--- START ---

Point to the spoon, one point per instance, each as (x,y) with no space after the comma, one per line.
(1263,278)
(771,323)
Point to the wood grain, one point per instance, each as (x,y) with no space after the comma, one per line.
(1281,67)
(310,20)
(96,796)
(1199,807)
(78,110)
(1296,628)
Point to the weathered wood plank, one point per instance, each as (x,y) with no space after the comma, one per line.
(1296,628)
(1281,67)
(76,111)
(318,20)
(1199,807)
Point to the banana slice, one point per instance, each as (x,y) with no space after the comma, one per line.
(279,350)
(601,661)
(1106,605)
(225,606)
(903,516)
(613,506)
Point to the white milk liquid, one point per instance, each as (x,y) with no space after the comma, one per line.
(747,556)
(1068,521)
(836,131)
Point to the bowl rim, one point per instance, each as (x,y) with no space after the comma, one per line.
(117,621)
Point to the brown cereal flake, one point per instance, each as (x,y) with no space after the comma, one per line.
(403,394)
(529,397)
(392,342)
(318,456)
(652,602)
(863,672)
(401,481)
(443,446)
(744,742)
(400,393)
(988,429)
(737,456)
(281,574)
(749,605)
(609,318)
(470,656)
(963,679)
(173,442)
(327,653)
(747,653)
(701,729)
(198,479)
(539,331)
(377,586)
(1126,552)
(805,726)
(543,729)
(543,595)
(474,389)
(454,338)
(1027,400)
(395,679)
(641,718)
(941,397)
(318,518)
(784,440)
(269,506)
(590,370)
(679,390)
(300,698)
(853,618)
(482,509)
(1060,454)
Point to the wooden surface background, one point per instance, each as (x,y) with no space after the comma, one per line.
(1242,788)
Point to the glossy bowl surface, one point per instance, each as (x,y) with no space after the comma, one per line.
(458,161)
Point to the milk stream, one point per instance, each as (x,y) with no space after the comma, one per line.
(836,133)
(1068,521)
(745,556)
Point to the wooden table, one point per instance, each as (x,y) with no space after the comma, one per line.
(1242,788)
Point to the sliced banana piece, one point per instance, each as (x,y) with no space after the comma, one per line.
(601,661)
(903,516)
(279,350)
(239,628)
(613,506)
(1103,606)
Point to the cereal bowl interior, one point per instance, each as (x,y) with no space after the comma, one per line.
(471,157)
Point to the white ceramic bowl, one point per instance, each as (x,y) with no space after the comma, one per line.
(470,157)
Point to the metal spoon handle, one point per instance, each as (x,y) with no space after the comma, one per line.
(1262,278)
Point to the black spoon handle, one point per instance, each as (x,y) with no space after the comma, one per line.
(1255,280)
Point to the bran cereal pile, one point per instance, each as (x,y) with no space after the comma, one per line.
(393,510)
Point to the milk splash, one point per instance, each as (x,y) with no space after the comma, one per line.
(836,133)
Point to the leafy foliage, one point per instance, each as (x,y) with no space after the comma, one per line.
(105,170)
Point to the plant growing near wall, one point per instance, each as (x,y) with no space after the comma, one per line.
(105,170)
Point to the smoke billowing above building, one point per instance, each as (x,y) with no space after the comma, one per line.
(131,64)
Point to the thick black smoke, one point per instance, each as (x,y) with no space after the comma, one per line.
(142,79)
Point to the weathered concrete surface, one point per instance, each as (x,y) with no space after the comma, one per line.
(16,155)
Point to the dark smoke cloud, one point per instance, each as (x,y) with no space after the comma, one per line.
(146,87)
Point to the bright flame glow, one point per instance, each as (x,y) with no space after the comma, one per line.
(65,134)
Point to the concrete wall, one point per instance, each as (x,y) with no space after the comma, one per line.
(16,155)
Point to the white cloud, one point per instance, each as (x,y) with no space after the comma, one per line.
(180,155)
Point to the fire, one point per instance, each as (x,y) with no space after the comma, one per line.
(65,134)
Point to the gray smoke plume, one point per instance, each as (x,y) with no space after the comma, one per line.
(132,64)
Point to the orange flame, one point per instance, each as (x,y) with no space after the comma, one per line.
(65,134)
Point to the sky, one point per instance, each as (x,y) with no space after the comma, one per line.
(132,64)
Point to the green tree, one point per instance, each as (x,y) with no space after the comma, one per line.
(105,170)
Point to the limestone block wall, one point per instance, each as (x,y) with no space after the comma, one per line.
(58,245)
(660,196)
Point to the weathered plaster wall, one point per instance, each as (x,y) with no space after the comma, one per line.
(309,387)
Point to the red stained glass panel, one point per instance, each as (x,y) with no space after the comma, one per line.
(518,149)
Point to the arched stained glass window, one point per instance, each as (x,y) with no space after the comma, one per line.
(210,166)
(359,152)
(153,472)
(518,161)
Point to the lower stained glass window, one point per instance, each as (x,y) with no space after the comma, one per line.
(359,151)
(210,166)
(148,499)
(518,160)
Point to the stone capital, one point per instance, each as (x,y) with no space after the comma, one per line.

--- END ---

• _EXERCISE BRIEF_: All entries must be repeated exactly.

• _RESPONSE TO THE EXERCISE_:
Point to the spoon, one point per instance, each as (x,y) with no space after the comma, one per line.
(1263,278)
(771,323)
Point to the wood grain, one point per instance, each as (x,y) with no space after the comma, one per line.
(1281,67)
(310,20)
(96,796)
(1199,807)
(78,110)
(1296,628)
Point to the weathered wood plank, one point per instance, each as (x,y) with no space after the comma, one per line.
(1296,628)
(1281,67)
(76,111)
(318,20)
(1199,807)
Point to the banana slice, one point per instance, each as (x,y) with no space after the comma, one per line.
(279,350)
(601,661)
(1106,605)
(225,606)
(903,516)
(613,506)
Point to the white milk liquid, one point per instance, each as (x,y) with no space after the comma, one per line.
(747,556)
(1068,521)
(836,131)
Point to the bowl rim, one point per instance, each as (x,y) with no space after the comma, one per line.
(117,621)
Point to the brown cereal flake, one point per instance, each as (x,y) with no space after the comma, one per line.
(403,394)
(529,397)
(392,342)
(318,456)
(652,602)
(863,672)
(401,481)
(443,446)
(744,742)
(400,393)
(988,429)
(737,456)
(281,574)
(749,605)
(609,318)
(470,656)
(963,679)
(173,442)
(327,653)
(747,653)
(701,729)
(198,479)
(539,331)
(377,586)
(1126,552)
(805,726)
(543,729)
(543,595)
(474,389)
(454,338)
(1027,400)
(395,679)
(641,718)
(941,397)
(318,518)
(784,440)
(269,506)
(590,370)
(679,390)
(300,698)
(853,618)
(482,509)
(1060,454)
Point to the wooden surface background, one point per instance, each as (x,y) with no space after the comma, one per line.
(1242,788)
Point to the glossy bowl surface, one point per instance, each as (x,y) with no space after the comma, one per line.
(458,161)
Point to the milk stream, one point per instance, each as (x,y) with no space after the comma, one per line.
(836,133)
(1068,521)
(745,556)
Point to the wooden table, one point per instance, each as (x,y) with no space after the comma, one per line.
(1242,788)
Point to the sliced banana piece, one point per instance, each as (x,y) with no space after the comma, one per line.
(601,661)
(903,516)
(279,350)
(239,628)
(613,506)
(1103,606)
Point to the cereal bowl interior, one point per instance, each as (x,y) with no space after the comma, one per line.
(471,157)
Point to the white ceramic bowl, one point per instance, each as (x,y) with no space after the comma, one per line.
(470,157)
Point to the metal spoon handle, one point per instance, each as (x,y) with no space after the comma, one per line.
(1262,278)
Point to the black spoon handle, one point per instance, each as (x,y) with no space after the comma, one per line.
(1255,280)
Point to the bran cereal pile, one point per instance, each as (x,y) with no space after the comma, one per line.
(393,510)
Point to the milk splash, one point per instance, each as (x,y) with no space after the comma, one per line.
(836,133)
Point to the leafy foliage, one point per instance, each as (x,y) with no space after the comma, one per line.
(105,170)
Point to the plant growing near wall, one point per instance, each as (x,y) with no space after the comma, one per line.
(105,170)
Point to the smoke billowing above building, one point per instance, each as (x,y) with no space after the comma, one per line.
(131,64)
Point to the thick black smoke, one point per instance, each as (x,y) with no space after the comma, one per line.
(142,79)
Point to the weathered concrete surface, one point per instance, each as (x,y) with no space after the comma, one per line.
(16,155)
Point to the dark smoke cloud, one point per instance, each as (x,y) with no space after the comma, one per line.
(146,87)
Point to the bright flame glow, one point per instance, each as (x,y) with no space after the comma, one per line.
(65,134)
Point to the concrete wall, one point per instance, each as (x,y) with no space after the comma, one per line.
(16,155)
Point to the white cloud, one point per instance, each as (x,y) with no space after the comma, one per line.
(180,155)
Point to the fire, one point per instance, each as (x,y) with no space after the comma, one per line.
(65,134)
Point to the gray smoke plume, one point per instance, each as (x,y) with no space after the comma, one per line.
(132,64)
Point to the orange flame, one point per instance, each as (x,y) with no space after the comma, one per line.
(65,134)
Point to the sky, one point per instance, each as (x,y) with no space after the comma, one per line.
(132,64)
Point to the green tree, one point per instance, each as (x,y) with no space after the comma, one per line.
(105,170)
Point to the limestone block wall, one point per instance, each as (x,y) with no space after the comma, one per line.
(58,245)
(660,196)
Point to the weathered plaster wall, one point per instance, each as (x,y) with no space after the comma, one per line.
(309,387)
Point to the red stained glass panel, one point per instance, each as (x,y) with no space after the comma, one per line.
(518,149)
Point to the arched stained glass window, one point per instance, each as (x,y) with no space after the comma, one per line.
(210,166)
(359,152)
(153,472)
(518,161)
Point to the lower stained glass window, one point per instance, each as (x,y) with no space after the comma, one per line.
(359,151)
(210,166)
(148,499)
(518,160)
Point to the stone capital, one point per instance, each as (x,y) with no space after the comma, one per line.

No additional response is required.